### INSTRUCTION:
Rewrite the stretch of material from the line containing "Mark a point on every instance of the mug" through the end, changing "cat's tail" to "cat's paw" and leaving everything else as it is.

● ● ● ● ● ● ●

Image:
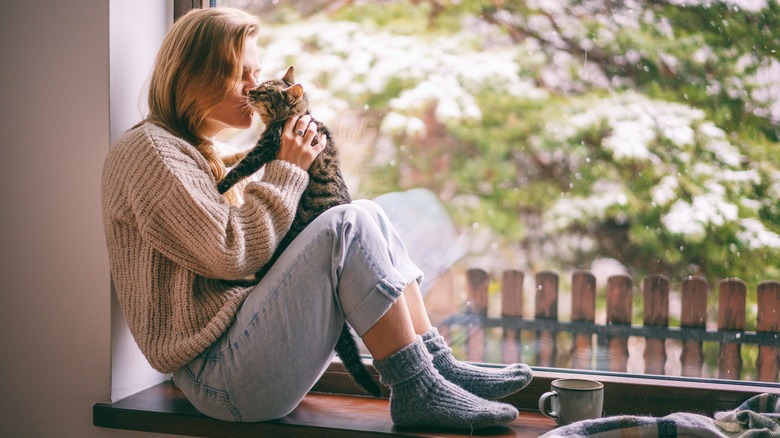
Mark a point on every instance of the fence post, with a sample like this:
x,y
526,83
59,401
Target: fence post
x,y
511,305
618,313
768,321
546,308
477,282
693,315
731,316
655,296
583,309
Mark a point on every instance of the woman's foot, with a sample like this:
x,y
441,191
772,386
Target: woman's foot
x,y
489,383
421,397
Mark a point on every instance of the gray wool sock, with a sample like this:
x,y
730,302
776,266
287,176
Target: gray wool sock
x,y
489,383
421,397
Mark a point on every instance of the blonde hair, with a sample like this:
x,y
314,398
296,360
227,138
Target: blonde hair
x,y
199,63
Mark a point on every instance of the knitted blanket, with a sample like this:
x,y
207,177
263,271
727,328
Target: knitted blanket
x,y
758,416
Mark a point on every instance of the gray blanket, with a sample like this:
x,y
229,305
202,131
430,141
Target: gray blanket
x,y
758,416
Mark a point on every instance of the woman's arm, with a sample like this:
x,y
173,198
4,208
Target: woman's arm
x,y
180,212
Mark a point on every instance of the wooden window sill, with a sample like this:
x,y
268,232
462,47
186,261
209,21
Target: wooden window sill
x,y
163,409
335,408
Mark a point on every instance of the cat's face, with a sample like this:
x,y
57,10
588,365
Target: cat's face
x,y
278,99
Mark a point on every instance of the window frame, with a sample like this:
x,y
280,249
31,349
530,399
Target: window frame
x,y
627,394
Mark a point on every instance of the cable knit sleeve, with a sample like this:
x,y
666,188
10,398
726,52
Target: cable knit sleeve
x,y
173,195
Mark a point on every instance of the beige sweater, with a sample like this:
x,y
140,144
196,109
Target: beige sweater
x,y
173,240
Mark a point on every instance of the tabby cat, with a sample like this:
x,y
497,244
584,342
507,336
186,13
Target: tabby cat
x,y
277,100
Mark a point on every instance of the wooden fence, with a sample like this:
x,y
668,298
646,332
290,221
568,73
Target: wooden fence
x,y
605,346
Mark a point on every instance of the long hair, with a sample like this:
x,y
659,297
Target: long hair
x,y
199,63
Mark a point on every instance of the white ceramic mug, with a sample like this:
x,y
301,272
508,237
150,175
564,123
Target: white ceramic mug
x,y
573,400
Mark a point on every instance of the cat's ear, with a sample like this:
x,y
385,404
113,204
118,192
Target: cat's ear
x,y
289,77
296,91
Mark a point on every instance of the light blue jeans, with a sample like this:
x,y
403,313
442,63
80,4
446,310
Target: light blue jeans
x,y
347,264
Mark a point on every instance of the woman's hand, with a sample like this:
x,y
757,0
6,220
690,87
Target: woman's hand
x,y
297,137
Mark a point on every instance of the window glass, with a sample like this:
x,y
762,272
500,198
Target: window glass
x,y
578,179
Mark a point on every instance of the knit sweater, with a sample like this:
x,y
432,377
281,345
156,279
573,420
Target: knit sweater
x,y
174,243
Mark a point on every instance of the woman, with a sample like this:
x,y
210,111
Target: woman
x,y
177,247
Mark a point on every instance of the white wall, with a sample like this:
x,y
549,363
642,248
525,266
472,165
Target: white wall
x,y
55,130
137,30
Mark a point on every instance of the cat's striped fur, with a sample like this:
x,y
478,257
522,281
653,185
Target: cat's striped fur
x,y
275,101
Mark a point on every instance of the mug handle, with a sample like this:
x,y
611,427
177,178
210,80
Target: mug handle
x,y
543,402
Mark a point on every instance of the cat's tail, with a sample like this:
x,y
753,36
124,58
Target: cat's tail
x,y
347,349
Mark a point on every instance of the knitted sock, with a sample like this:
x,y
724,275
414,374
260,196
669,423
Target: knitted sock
x,y
489,383
421,397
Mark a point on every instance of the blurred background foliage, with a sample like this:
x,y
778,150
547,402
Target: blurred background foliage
x,y
558,132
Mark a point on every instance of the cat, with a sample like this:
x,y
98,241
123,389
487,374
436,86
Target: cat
x,y
275,101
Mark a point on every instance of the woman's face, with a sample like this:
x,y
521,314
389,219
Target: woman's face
x,y
234,111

● ● ● ● ● ● ●

### ANSWER BELOW:
Mark a point on every instance of the mug handle, with a sample like this:
x,y
611,427
177,178
210,80
Target: mug handle
x,y
543,402
Mark a point on every instance of the cat's paw, with a sample like this:
x,y
753,36
124,58
Target: cat's paw
x,y
347,349
Mark a point on every instance of the knitted sock, with a sample like this:
x,y
724,275
414,374
260,196
669,423
Target: knitted sock
x,y
489,383
421,397
Mark a point on every instance of the blurred background foliage, with a sample like this:
x,y
778,150
547,402
Target: blurred background foliage
x,y
558,132
Mark a point on every instance of the cat, with a sample like this:
x,y
98,241
123,389
487,374
436,86
Target: cat
x,y
275,101
Mark a point on every instance of the woman's face, with a sample like this:
x,y
521,314
389,219
Target: woman's face
x,y
234,111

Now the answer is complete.